— start Provided information —
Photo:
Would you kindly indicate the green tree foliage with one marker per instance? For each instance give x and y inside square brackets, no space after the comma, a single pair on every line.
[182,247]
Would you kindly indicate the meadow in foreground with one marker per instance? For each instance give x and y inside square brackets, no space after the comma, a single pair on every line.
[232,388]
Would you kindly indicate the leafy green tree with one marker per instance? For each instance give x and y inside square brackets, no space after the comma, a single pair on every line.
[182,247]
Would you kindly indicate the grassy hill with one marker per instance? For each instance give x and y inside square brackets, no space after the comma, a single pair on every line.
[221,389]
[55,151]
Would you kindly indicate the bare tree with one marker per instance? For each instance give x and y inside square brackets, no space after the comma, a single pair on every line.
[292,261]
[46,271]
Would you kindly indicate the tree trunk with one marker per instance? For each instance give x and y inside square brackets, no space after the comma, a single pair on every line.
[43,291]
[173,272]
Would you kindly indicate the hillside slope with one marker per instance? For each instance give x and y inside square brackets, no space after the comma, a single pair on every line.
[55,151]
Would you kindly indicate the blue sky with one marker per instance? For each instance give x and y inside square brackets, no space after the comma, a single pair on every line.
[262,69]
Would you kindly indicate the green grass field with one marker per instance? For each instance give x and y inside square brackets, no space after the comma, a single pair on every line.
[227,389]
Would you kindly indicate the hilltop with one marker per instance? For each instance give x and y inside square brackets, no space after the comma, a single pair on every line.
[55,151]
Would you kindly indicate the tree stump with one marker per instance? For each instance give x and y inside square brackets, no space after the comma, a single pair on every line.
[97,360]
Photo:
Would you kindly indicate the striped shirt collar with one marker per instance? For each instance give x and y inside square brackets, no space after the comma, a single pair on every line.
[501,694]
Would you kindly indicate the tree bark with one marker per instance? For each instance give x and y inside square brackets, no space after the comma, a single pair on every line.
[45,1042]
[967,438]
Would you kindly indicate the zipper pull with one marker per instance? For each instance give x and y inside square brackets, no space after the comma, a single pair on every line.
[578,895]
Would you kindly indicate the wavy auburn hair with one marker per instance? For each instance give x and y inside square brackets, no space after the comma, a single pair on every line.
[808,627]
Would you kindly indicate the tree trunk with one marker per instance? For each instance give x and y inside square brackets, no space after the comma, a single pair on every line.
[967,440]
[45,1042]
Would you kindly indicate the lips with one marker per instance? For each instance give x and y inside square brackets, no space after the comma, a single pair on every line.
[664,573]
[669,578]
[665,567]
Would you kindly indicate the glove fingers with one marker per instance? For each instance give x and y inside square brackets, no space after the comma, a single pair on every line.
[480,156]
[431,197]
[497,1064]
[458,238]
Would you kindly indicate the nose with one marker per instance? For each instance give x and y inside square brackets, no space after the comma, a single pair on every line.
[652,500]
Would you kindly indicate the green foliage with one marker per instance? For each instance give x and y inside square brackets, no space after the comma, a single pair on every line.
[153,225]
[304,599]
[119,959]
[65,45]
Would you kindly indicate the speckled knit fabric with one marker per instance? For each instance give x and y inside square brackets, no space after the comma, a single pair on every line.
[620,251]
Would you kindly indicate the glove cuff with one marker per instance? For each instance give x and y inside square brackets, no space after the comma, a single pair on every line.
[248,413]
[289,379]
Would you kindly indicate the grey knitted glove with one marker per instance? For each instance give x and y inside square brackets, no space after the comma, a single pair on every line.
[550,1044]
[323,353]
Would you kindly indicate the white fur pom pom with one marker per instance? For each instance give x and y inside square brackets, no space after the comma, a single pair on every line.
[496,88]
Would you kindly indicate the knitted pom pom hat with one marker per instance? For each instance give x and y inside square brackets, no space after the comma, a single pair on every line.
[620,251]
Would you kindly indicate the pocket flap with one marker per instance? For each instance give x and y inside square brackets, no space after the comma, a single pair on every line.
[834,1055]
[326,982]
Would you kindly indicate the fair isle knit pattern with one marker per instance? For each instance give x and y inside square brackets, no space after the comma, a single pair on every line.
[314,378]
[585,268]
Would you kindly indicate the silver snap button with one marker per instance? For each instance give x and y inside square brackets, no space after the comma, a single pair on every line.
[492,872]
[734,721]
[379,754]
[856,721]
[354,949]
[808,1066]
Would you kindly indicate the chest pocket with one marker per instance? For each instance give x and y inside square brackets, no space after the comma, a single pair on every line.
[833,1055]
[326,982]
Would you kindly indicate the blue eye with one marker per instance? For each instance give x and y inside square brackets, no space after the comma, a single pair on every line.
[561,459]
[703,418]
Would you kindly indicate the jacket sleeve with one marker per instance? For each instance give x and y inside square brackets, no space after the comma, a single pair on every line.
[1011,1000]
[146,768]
— end Provided information —
(What this task involves) Reproduce every line from the one containing "Would you kindly indicate the white" through the end of the entries, inclusive, and shift each coordinate value up by 13.

(Solution to this exercise)
Would you kindly indicate the white fur pom pom with one marker per instance? For each instance give x and y inside square brackets, no space after the comma, a single pair on every line.
[509,101]
Would you kindly indicate the knitted pom pom hat with one marker per instance? For each instance give x and y inside square brackets, no space after the comma, a single pair on every line.
[633,264]
Would you kindly indicate the pocket flap with one marker per instance? For each instance give x and y inside square brackets, no space after the comma, a single pair on every line.
[847,1068]
[339,995]
Would you kindly indicate the fair isle knit pattern with one marker per instance? For each instance give x and y inside square brackets, no space after the comma, a single pair on every line.
[327,391]
[598,281]
Would you kindly indicate the silver snap button with one marker per instance? For each instance give x and y inside square brackets, no space after the comma, a single pair on every line.
[505,885]
[747,734]
[392,767]
[869,734]
[367,962]
[821,1079]
Would you kindly indicate the chest pocket with one marker per instance? For each instance give x and y inside square brackets, no space after the comma, a single pair on every line.
[846,1068]
[339,995]
Would you kindly indicate the blue eye with one marker per instance? For each instance give x and y inside square brackets, no space after the comma, a single pair on every line.
[574,472]
[716,431]
Would you kindly indicate the jacket sleeve with one marker per instance? For each instance give x and y inside square brackets, no space after the comma, a single pair on every line.
[1024,1013]
[159,781]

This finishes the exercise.